● STORED RECORDS:

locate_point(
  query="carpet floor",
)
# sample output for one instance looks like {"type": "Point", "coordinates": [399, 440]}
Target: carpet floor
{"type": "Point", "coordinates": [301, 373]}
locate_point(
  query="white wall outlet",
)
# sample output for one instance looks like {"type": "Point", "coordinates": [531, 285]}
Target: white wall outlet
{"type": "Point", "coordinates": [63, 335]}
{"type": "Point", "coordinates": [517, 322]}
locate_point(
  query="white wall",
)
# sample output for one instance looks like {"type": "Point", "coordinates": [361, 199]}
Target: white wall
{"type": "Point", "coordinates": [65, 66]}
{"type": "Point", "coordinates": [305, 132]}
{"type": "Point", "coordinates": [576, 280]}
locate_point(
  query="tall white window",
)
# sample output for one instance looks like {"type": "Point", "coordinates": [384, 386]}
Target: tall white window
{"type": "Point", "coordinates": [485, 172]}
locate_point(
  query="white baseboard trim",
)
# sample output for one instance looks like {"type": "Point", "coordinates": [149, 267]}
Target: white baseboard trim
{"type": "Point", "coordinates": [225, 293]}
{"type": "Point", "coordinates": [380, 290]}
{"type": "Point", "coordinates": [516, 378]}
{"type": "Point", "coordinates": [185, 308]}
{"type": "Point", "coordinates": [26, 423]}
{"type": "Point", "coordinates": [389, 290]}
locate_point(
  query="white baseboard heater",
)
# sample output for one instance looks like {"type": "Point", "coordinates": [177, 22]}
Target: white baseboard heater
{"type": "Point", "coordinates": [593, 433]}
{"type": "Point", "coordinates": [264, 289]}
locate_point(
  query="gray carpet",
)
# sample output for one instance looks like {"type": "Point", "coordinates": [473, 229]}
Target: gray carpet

● JOB: Copy all of the lines above with "white baseboard heater" changed to "wall heater" everywhere it occurs. Leave every other part of the lines as it is.

● CORRECT RESULT:
locate_point(
  query="carpet floor",
)
# sample output for one instance looks like {"type": "Point", "coordinates": [399, 440]}
Target: carpet floor
{"type": "Point", "coordinates": [301, 373]}
locate_point(
  query="white wall outlet",
)
# sample output for one instance looks like {"type": "Point", "coordinates": [531, 285]}
Target: white wall outlet
{"type": "Point", "coordinates": [63, 335]}
{"type": "Point", "coordinates": [517, 322]}
locate_point(
  query="white wall",
)
# sample output for one instance looks like {"type": "Point", "coordinates": [361, 199]}
Target: white wall
{"type": "Point", "coordinates": [65, 66]}
{"type": "Point", "coordinates": [305, 132]}
{"type": "Point", "coordinates": [576, 280]}
locate_point(
  query="tall white window",
)
# sample output for one instance looks like {"type": "Point", "coordinates": [384, 386]}
Target: tall white window
{"type": "Point", "coordinates": [485, 172]}
locate_point(
  query="white baseboard trim",
)
# sample output for one instance looks like {"type": "Point", "coordinates": [149, 267]}
Target: white baseboard trim
{"type": "Point", "coordinates": [225, 293]}
{"type": "Point", "coordinates": [380, 290]}
{"type": "Point", "coordinates": [516, 378]}
{"type": "Point", "coordinates": [185, 308]}
{"type": "Point", "coordinates": [26, 423]}
{"type": "Point", "coordinates": [389, 290]}
locate_point(
  query="wall heater",
)
# sample output for one instance looks like {"type": "Point", "coordinates": [177, 22]}
Target: wall heater
{"type": "Point", "coordinates": [593, 433]}
{"type": "Point", "coordinates": [264, 289]}
locate_point(
  query="gray carpet",
)
# sample output for one instance looks like {"type": "Point", "coordinates": [473, 229]}
Target: gray carpet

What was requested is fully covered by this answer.